◆ PROBLEMS AND TASKS
(A) List every U.S. state named in the article on Tennessee's school sports law.
(B) According to the article on Tennessee's school sports law, how many students' sports bills had state legislators introduced this year, by the count of Freedom for All Americans?

◆ DOCUMENT SECTION
Tennessee Governor Bill Lee has signed into law a controversial bill requiring students to prove their sex at birth in order to participate in middle and high school sports.
The bill, which Lee signed on Friday, makes Tennessee the third state this month to adopt legislation aimed at restricting transgender girls from playing female sports. Arkansas Gov. Asa Hutchinson signed a similar bill on Thursday, as did Mississippi Gov. Tate Reeves earlier this month. All three governors are Republicans.
The new law in Tennessee requires students beyond the fourth grade to show legal documents demonstrating their assigned sex at the time of their birth in order to participate in school athletics. The law only allows students to participate in sports with other students with the same biological sex designated at birth.
"I signed the bill to preserve women's athletics and ensure fair competition," Lee tweeted after approving it. "This legislation responds to damaging federal policies that stand in opposition to the years of progress made under Title IX and I commend members of the General Assembly for their bipartisan work."
The bill is the latest in what has been a growing dispute in statehouses across the country around the issue of trans rights. Already this year, state legislators have introduced at least 35 bills aimed at restricting trans girls and women from playing on girls' and women's sports teams, according to the LGBTQ advocacy group Freedom for All Americans. That's up from only two in 2019.
Supporters of the measures say they are necessary to ensure fair competition, but advocacy groups and critics in the LGBTQ community have denounced the measures as openly discriminatory.
The Human Rights Campaign calls the slew of legislation restricting the access of trans children to sports "unprecedented," grouping it in with other bills introduced recently in states like South Carolina and Texas that would limit certain kinds of medical treatments for trans youth. The organization tweeted that the Tennessee bill prioritizes attacks on trans students, and fails to reflect the values of the state of Tennessee.
"Transgender kids are kids," the organization said. "Excluding and discriminating against them does great harm to them and it weakens the communities in which these children feel excluded and marginalized."

◆ MATERIAL SHOWN
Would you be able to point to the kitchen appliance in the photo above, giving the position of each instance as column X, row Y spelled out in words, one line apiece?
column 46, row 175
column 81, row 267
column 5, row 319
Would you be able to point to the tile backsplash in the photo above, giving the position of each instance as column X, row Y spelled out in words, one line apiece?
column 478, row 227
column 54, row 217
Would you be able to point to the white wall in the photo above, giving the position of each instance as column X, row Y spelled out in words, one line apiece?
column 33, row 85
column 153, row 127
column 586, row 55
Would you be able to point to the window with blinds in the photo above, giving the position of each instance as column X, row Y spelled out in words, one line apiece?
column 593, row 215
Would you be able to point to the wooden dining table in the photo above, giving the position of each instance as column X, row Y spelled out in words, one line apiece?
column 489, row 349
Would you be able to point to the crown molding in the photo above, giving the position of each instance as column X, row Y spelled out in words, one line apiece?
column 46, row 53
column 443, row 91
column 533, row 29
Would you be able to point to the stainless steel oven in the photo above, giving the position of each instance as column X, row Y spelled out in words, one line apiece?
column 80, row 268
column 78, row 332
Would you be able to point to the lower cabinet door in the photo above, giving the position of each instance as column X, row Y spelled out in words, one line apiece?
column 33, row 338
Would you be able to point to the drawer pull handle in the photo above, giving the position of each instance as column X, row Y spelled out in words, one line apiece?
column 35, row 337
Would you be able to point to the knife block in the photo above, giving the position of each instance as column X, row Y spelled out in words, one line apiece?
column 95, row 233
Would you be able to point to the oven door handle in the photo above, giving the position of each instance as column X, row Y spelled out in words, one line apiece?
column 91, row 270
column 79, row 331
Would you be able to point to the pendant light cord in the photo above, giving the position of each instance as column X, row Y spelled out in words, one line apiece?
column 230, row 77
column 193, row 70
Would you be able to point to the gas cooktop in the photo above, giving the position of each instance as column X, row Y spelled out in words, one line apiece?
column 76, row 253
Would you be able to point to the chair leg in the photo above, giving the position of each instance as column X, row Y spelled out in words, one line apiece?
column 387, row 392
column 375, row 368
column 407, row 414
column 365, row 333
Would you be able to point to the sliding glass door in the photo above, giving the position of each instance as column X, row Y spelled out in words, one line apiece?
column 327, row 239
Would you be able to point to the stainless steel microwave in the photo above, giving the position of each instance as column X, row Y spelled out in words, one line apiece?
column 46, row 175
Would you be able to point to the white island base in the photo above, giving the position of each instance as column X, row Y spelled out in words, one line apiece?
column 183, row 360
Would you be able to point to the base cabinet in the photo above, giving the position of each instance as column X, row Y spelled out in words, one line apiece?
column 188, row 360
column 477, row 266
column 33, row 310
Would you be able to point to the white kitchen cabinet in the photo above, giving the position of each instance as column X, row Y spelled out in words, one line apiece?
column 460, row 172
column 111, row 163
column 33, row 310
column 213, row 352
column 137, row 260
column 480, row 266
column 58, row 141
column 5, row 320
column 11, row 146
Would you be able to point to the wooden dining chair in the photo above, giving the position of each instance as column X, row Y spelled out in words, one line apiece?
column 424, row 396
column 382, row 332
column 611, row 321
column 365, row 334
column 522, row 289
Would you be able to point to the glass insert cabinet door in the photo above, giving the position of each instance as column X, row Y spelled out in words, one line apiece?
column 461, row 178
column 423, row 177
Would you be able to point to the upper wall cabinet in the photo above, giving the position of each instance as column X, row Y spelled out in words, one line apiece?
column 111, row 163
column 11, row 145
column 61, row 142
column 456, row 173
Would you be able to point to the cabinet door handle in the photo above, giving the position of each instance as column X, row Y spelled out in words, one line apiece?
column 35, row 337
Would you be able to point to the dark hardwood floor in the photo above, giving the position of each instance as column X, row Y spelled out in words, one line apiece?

--

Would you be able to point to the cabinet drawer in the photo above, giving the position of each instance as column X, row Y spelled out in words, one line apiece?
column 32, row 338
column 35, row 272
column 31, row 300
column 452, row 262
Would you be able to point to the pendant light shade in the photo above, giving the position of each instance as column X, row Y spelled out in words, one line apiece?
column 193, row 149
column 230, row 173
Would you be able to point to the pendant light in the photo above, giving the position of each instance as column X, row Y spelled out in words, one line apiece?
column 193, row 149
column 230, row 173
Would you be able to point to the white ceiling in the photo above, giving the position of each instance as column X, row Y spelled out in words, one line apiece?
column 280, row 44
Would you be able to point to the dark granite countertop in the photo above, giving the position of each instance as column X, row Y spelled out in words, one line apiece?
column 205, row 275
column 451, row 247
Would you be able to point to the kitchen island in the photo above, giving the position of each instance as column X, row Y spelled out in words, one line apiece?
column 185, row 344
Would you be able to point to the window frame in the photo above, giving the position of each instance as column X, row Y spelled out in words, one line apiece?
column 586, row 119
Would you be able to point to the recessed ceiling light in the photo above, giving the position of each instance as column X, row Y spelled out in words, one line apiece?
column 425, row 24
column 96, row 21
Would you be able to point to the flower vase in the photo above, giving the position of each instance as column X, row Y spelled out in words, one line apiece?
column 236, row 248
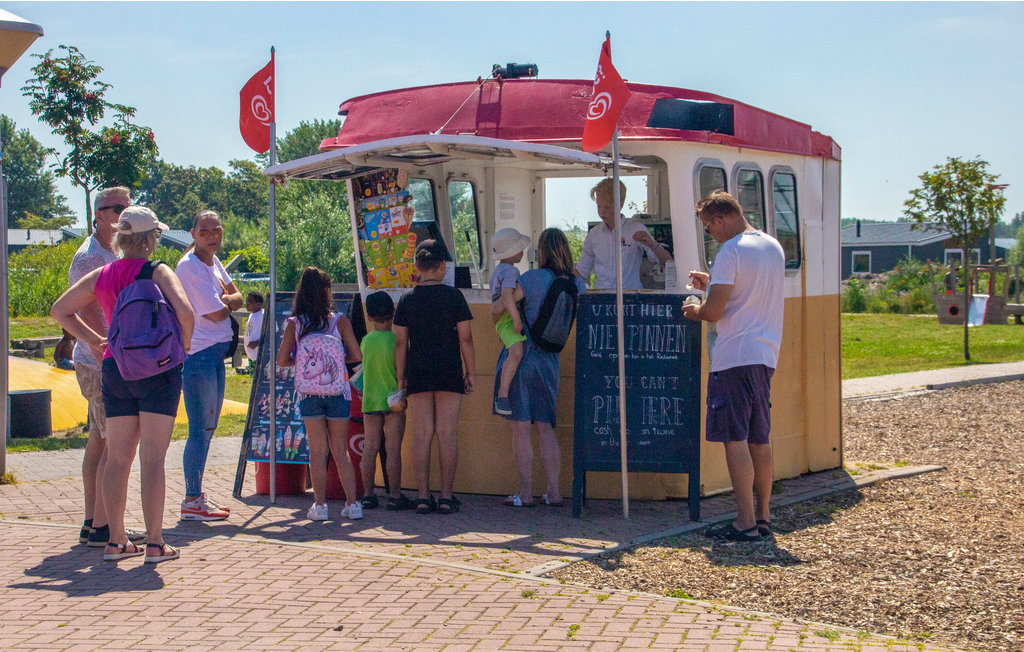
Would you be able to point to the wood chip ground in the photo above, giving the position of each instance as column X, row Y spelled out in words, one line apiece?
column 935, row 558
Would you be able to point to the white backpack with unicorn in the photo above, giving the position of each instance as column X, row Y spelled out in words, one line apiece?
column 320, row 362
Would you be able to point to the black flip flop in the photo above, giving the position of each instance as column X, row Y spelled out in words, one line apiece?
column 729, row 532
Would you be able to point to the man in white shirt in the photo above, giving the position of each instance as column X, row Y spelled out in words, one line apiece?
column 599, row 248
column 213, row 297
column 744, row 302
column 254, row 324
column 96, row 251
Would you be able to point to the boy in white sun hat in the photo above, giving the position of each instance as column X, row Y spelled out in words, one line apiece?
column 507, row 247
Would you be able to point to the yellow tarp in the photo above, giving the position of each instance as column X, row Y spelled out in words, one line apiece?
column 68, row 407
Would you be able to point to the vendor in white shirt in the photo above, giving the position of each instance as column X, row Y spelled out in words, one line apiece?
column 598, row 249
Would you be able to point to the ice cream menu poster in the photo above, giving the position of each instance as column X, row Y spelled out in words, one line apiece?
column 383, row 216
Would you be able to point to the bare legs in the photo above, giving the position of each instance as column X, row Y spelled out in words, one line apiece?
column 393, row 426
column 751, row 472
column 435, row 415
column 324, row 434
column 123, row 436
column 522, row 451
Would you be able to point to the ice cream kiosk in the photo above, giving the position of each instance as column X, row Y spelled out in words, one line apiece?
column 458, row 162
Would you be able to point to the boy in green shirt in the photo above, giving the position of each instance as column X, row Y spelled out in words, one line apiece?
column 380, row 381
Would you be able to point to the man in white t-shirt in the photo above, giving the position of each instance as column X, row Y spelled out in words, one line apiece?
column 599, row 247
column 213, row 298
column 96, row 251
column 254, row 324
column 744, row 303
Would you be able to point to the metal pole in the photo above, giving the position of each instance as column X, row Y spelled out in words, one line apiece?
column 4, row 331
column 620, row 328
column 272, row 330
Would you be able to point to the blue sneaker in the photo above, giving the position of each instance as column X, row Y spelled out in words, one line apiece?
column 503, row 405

◆ YOUR WRITTEN ANSWERS
(A) Tennessee, Arkansas, Mississippi, South Carolina, Texas

(B) At least 35 bills.